Could you extract every line of the records below and reproduce each one word for word, without changing anything?

Point annotation dataset records
==================================================
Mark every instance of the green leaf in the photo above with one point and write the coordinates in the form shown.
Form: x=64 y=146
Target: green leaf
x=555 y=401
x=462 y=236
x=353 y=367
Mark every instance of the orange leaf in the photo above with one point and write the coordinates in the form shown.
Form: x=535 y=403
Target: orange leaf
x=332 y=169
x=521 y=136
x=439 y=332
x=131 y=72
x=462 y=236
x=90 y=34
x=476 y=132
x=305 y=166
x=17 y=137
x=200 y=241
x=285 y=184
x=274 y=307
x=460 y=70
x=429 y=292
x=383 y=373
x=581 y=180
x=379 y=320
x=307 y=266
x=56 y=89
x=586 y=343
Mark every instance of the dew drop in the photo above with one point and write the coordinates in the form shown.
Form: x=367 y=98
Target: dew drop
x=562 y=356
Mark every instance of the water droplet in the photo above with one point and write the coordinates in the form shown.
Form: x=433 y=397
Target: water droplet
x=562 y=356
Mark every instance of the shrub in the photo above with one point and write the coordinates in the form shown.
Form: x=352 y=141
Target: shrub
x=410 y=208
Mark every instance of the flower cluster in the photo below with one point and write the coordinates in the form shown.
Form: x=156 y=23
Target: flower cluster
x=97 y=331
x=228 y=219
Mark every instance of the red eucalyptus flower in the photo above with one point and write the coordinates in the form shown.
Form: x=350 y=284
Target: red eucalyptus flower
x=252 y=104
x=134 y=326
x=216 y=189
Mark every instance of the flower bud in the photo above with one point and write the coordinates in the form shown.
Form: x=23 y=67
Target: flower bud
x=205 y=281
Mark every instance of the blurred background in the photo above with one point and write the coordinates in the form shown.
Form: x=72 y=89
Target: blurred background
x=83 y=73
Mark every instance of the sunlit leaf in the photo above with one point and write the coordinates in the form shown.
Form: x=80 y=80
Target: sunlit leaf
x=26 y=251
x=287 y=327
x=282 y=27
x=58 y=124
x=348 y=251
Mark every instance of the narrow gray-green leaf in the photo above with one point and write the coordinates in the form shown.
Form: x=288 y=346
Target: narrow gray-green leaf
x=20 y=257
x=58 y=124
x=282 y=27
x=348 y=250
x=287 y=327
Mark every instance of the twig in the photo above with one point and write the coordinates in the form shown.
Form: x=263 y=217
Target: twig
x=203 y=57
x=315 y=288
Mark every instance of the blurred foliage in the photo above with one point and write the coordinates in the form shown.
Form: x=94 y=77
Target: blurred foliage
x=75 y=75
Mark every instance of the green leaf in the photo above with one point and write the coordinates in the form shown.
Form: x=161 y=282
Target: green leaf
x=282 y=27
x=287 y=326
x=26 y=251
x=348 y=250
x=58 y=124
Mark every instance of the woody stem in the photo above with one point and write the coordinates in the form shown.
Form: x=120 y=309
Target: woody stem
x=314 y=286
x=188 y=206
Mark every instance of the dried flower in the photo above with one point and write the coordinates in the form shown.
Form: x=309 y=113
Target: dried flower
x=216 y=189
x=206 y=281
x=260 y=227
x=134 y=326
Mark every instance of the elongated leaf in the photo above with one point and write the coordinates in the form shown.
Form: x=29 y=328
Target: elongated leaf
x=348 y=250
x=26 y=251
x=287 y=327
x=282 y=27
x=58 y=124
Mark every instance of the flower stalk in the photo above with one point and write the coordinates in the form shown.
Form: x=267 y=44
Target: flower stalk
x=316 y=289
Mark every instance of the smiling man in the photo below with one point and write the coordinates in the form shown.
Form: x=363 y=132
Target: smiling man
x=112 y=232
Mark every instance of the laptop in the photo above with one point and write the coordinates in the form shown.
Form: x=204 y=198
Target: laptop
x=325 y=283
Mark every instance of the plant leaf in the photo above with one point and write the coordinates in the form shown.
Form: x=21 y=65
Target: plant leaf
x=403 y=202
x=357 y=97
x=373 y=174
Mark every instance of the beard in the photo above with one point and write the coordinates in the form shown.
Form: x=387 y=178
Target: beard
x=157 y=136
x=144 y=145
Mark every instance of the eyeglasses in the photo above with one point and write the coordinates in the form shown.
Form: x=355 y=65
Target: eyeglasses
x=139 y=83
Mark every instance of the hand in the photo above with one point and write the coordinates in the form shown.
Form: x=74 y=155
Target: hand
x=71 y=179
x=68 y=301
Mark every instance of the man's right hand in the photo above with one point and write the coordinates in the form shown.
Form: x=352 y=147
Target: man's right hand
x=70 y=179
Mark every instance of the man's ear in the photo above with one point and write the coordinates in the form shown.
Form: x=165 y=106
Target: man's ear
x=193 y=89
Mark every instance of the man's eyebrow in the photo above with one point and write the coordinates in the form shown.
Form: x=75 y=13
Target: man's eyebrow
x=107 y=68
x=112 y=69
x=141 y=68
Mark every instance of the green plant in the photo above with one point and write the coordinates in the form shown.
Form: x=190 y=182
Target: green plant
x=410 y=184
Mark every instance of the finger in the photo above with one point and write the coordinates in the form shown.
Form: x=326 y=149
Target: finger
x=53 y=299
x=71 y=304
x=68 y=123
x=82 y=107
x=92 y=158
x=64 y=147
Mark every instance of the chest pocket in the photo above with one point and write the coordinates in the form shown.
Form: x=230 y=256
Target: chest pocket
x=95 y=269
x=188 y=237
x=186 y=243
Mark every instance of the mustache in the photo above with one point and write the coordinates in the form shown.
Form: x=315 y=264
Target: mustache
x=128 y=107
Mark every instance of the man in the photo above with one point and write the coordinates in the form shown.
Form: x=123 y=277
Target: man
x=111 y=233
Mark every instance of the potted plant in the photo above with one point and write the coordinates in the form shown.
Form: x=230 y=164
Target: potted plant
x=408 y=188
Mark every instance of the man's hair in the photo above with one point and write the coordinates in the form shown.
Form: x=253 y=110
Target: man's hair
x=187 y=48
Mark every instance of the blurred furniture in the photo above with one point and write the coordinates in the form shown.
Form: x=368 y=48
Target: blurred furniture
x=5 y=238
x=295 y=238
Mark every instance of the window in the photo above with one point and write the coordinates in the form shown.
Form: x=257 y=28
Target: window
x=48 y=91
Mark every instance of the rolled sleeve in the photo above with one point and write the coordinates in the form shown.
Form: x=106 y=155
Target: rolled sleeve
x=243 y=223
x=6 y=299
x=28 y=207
==================================================
• Solution to this problem:
Mark every instance of the green leaf in the photo above with one point and write the coordinates in the form shown.
Form: x=64 y=146
Target: green leaf
x=555 y=401
x=462 y=236
x=353 y=367
Mark every instance of the orange leaf in the photo above with one point and write the coordinates in the form shown.
Form: x=535 y=403
Target: orange leaf
x=332 y=169
x=521 y=136
x=439 y=332
x=131 y=72
x=462 y=236
x=90 y=34
x=476 y=132
x=305 y=166
x=17 y=137
x=200 y=241
x=285 y=184
x=274 y=307
x=460 y=70
x=429 y=292
x=383 y=373
x=581 y=180
x=379 y=320
x=307 y=266
x=56 y=89
x=586 y=343
Mark every instance of the dew drop in the photo above with one point and write the coordinates in the form shown.
Form: x=367 y=98
Target: dew drop
x=562 y=356
Mark every instance of the water droplet in the photo above with one point and write the coordinates in the form shown.
Form: x=433 y=397
Target: water droplet
x=562 y=356
Mark every instance of the shrub in the photo above with one point and write the coordinates in the form shown.
Form: x=352 y=141
Target: shrub
x=410 y=208
Mark every instance of the flower cluster in the photo below with one point and write the coordinates in the form shown.
Form: x=156 y=23
Target: flower cluster
x=97 y=331
x=228 y=219
Mark every instance of the red eucalyptus flower in the photo above with one point and write the coordinates in the form shown.
Form: x=350 y=284
Target: red eucalyptus flower
x=252 y=104
x=134 y=326
x=216 y=189
Mark every instance of the flower bud in the photo above with one point and write the coordinates in the form shown.
Form: x=23 y=67
Target: flower bud
x=205 y=281
Mark every instance of the blurred background in the photo above with one point and write the coordinates in the form shown.
Form: x=72 y=89
Target: blurred background
x=83 y=73
Mark every instance of the sunlit leaf in the photo above with one point and write the coordinates in the form shown.
Form: x=80 y=80
Target: sunlit leaf
x=26 y=251
x=287 y=327
x=282 y=27
x=58 y=124
x=348 y=251
Mark every instance of the narrow gray-green leaf in the photo above with one point and write the coordinates in the form shown.
Form: x=288 y=346
Target: narrow gray-green leaf
x=20 y=257
x=58 y=124
x=282 y=27
x=348 y=250
x=287 y=327
Mark every instance of the twig in the photo above with one point and write the coordinates in the form shown.
Form: x=263 y=217
Target: twig
x=203 y=57
x=315 y=288
Mark every instance of the blurred foliage in the photo above with one point and write the coordinates in the form shown.
Form: x=94 y=77
Target: blurred foliage
x=75 y=75
Mark every instance of the green leaf in the photo above with one point and write the coordinates in the form shown.
Form: x=161 y=282
Target: green leaf
x=282 y=27
x=287 y=326
x=26 y=251
x=348 y=250
x=58 y=124
Mark every instance of the woody stem in the photo above with one point and write the coordinates in the form shown.
Form: x=120 y=309
Target: woody stem
x=314 y=286
x=188 y=206
Mark every instance of the dried flower in the photo above with one point and write the coordinates in the form shown.
Form: x=309 y=113
Target: dried flower
x=216 y=189
x=206 y=281
x=260 y=227
x=134 y=326
Mark every instance of the elongated leaf in the photo above with one point and write the coordinates in the form shown.
Form: x=29 y=328
Target: elongated leaf
x=348 y=250
x=26 y=251
x=287 y=327
x=282 y=27
x=58 y=124
Mark every instance of the flower stalk in the photo above with one point and write the coordinates in the form shown.
Form: x=267 y=44
Target: flower stalk
x=316 y=289
Mark every instance of the smiling man in the photo below with one point and write the coordinates in the form shown.
Form: x=363 y=132
Target: smiling man
x=112 y=232
Mark every instance of the laptop in the photo above with one point and write the coordinates in the form shown.
Form: x=204 y=198
Target: laptop
x=325 y=283
Mark every instance of the plant leaf in the photo above with one point and write the coordinates in the form shown.
Form: x=21 y=65
Target: plant leaf
x=403 y=202
x=357 y=97
x=373 y=174
Mark every instance of the beard in the photo above with one point and write the coordinates in the form shown.
Form: x=387 y=178
Target: beard
x=157 y=136
x=144 y=145
Mark every instance of the eyeglasses in the photo above with one point and write the coordinates in the form shown.
Form: x=355 y=65
Target: eyeglasses
x=139 y=83
Mark every instance of the hand in the photo above with one point and write the coordinates in the form shown.
Form: x=74 y=155
Target: hand
x=71 y=179
x=68 y=301
Mark every instance of the man's right hand in the photo above with one point and write the coordinates in the form shown.
Form: x=352 y=147
Target: man's right hand
x=70 y=179
Mark every instance of the man's ear in the photo above with one point and write the coordinates in the form shown.
Form: x=165 y=106
Target: man's ear
x=193 y=89
Mark every instance of the man's eyebrow in the photo above with one point and write the coordinates in the form shown.
Form: x=75 y=13
Target: man's eyebrow
x=107 y=68
x=112 y=69
x=141 y=68
Mark every instance of the green plant in the photo above with one point and write the coordinates in the form shown.
Form: x=190 y=182
Target: green plant
x=410 y=184
Mark every instance of the finger in the photo above with one point and write the coordinates in the form shown.
Form: x=326 y=149
Target: finger
x=53 y=299
x=71 y=304
x=68 y=123
x=82 y=107
x=92 y=158
x=64 y=147
Mark every instance of the chest pocket in the photo above with one point and write the coordinates in the form shown.
Form: x=230 y=256
Target: chest pocket
x=95 y=269
x=188 y=237
x=186 y=243
Mark every instance of the mustache in the photo above with one point and write the coordinates in the form shown.
Form: x=315 y=264
Target: mustache
x=128 y=107
Mark every instance of the man in the photo above with one point and write the coordinates in the form shown.
Form: x=123 y=277
Target: man
x=111 y=233
Mark every instance of the potted plant in the photo above with one point and write the coordinates in the form shown.
Form: x=230 y=164
Target: potted plant
x=408 y=188
Mark every instance of the man's hair in the photo above with one point and write the coordinates in the form shown.
Form: x=253 y=110
Target: man's hair
x=187 y=48
Mark every instance of the blurred furniture in the photo above with one point and write the coordinates in the form shown.
Form: x=368 y=48
Target: blurred furniture
x=5 y=238
x=295 y=238
Mark every instance of the window in the photo above with one point and write the coordinates in the form shown.
Form: x=257 y=28
Target: window
x=48 y=91
Mark every instance of the rolled sleeve in the photo above with one point and write the coordinates in the form shown.
Form: x=106 y=155
Target: rolled sleeve
x=243 y=223
x=6 y=299
x=28 y=207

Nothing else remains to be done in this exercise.